## [EXERCISE PROMPT]
All lines from the one with "Every instance of the binder" to the end need to be copied exactly, with nothing before them.

Point labeling examples:
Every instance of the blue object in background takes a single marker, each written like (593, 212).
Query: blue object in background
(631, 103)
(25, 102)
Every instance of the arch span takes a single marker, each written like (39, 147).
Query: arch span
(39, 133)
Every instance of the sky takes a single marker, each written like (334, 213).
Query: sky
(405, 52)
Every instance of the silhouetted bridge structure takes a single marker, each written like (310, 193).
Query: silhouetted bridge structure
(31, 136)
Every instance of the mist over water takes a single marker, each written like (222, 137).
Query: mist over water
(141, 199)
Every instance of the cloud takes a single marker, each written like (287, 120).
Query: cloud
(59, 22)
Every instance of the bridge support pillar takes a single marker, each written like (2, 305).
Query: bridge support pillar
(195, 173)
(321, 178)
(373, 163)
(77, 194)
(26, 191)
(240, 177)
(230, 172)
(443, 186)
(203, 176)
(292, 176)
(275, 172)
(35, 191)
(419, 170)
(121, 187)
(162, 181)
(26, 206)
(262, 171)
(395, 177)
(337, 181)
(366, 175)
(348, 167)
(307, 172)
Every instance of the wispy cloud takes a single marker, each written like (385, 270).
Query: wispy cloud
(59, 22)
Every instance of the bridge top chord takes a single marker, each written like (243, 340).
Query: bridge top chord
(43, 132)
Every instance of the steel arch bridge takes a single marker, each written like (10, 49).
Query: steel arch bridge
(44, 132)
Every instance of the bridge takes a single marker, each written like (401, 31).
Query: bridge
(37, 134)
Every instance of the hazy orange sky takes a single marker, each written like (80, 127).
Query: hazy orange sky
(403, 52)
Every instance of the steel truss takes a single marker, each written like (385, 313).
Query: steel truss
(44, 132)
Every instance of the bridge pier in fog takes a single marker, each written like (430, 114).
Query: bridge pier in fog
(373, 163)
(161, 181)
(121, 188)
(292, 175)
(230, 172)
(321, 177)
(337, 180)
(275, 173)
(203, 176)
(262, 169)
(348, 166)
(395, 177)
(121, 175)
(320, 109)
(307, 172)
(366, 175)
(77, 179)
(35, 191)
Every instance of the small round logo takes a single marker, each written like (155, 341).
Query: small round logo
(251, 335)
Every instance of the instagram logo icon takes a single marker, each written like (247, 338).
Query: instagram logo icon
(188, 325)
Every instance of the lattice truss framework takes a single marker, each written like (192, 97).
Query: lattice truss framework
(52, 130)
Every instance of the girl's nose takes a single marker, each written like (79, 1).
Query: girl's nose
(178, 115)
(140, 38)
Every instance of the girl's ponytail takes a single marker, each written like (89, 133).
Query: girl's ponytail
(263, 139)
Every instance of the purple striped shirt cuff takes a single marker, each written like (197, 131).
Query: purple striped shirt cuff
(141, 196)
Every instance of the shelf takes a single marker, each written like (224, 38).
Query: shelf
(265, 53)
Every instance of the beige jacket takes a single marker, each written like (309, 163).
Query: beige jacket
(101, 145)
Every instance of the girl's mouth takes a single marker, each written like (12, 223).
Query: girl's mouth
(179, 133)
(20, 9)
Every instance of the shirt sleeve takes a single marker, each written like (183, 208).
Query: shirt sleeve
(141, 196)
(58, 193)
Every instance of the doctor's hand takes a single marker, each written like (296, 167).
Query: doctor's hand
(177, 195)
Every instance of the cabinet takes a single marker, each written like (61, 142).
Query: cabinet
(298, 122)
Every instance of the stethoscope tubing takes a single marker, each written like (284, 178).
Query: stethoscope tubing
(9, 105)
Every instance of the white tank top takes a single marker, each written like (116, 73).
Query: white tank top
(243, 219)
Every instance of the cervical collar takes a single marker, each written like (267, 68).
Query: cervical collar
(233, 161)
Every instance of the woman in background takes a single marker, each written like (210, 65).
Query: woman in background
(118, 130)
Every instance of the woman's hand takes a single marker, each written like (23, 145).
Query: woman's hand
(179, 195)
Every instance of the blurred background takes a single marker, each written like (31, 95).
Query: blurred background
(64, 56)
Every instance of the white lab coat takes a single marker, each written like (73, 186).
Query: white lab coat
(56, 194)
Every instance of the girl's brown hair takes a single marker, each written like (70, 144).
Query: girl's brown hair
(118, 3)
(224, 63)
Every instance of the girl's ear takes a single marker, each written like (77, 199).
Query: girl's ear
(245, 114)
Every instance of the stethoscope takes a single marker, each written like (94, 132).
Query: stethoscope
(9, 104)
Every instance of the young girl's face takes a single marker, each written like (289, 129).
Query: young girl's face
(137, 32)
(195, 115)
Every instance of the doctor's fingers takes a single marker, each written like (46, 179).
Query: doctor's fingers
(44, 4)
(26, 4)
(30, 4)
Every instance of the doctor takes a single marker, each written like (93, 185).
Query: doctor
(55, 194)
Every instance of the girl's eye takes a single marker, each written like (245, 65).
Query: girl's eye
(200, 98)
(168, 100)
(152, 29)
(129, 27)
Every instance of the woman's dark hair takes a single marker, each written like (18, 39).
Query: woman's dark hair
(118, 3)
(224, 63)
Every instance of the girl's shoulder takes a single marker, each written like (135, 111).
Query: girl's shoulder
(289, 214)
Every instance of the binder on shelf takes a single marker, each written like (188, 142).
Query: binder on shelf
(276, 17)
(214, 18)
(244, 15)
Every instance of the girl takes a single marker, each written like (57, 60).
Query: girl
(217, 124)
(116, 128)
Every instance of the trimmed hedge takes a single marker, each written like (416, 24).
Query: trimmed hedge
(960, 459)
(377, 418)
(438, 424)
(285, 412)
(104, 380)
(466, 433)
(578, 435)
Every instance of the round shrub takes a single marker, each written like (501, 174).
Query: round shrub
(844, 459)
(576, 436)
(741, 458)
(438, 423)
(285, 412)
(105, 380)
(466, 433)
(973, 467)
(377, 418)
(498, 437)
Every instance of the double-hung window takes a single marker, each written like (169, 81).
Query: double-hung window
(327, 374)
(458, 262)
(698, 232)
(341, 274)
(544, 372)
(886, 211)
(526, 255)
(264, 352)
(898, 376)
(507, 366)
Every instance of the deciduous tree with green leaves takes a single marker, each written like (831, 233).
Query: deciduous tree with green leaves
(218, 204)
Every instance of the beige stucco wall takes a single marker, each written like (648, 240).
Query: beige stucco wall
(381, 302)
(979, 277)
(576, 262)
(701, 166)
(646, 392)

## [ANSWER FOR THIS EXERCISE]
Every instance of the binder on shelf takes a single marker, each written like (188, 142).
Query: binder on shelf
(276, 17)
(214, 18)
(244, 15)
Every instance of the girl takes a single marker, each written like (57, 60).
Query: girl
(217, 124)
(116, 128)
Every instance of the trimmed hedge takes a single marker, each written like (416, 24).
Query: trimmed hedge
(960, 459)
(377, 418)
(438, 424)
(285, 412)
(104, 380)
(466, 433)
(578, 435)
Every instance of the round shrub takes a single marker, each written like (501, 174).
Query: round shrub
(844, 459)
(576, 436)
(741, 458)
(438, 423)
(285, 412)
(105, 380)
(466, 433)
(973, 467)
(377, 418)
(498, 437)
Every instance of the double-hung window takes a single marker, each written like (169, 81).
Query: double-hung window
(327, 374)
(458, 262)
(698, 232)
(341, 274)
(544, 372)
(886, 211)
(526, 255)
(264, 352)
(898, 376)
(507, 366)
Every instance of the deciduous tree with green leaves takes a single marker, each written like (831, 233).
Query: deciduous tree with green leaves
(218, 204)
Every instance of the beige stucco wall takes a single marker, each written like (648, 240).
Query: beige stucco wall
(381, 302)
(979, 277)
(576, 262)
(701, 166)
(646, 392)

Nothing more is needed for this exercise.